## Problem description
Each of the entries below is to be written out exactly, and the images skipped.

Records excerpted from a collection
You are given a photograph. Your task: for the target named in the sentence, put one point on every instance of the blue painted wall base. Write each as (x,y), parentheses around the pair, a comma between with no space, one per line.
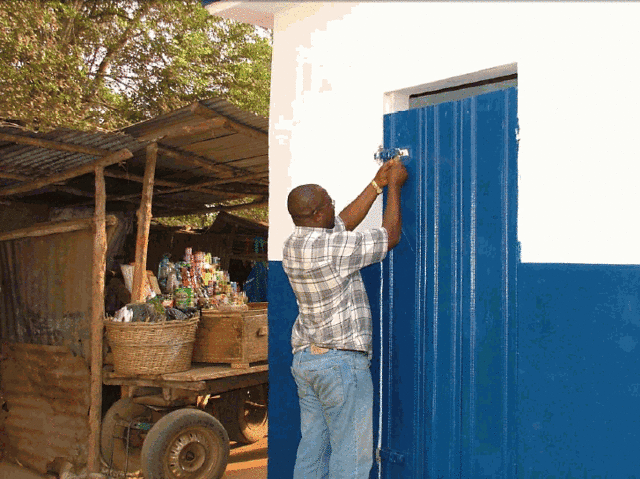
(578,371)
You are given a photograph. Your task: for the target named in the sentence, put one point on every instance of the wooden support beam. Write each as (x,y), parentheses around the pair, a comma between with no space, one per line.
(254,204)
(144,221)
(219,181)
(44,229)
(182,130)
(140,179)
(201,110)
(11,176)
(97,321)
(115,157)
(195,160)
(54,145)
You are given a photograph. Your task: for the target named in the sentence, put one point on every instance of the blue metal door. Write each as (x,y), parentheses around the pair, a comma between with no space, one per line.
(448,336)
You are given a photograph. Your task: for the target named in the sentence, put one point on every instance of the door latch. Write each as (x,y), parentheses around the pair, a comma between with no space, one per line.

## Response
You are given a photograph. Your task: for the target named in the sentence, put one point on every instance of the blue painted wall base. Write each as (x,y), parentheses around the pair, a comma between with no space, one per line.
(578,371)
You are given a photograph. Your task: for the target named in the sentence, put one point on every instance of the wooden support beam. Write each as (x,y), parentheses around the pair, a comma between with no space, one per line.
(254,204)
(144,221)
(219,181)
(44,229)
(182,130)
(140,179)
(201,110)
(11,176)
(97,321)
(115,157)
(195,160)
(54,145)
You are given a photograph. Your task: for the target named in the sentence, put one point on every instance of the blue metal door. Write each as (x,y), parentheses around the pair, a comma between with no space, one per line.
(448,336)
You are given a photograph. Your task: for the target named in the sentence, put one point on every instance of the door latch. Write each as (x,y), parentheses around the pair, a comma between with no space, one per line.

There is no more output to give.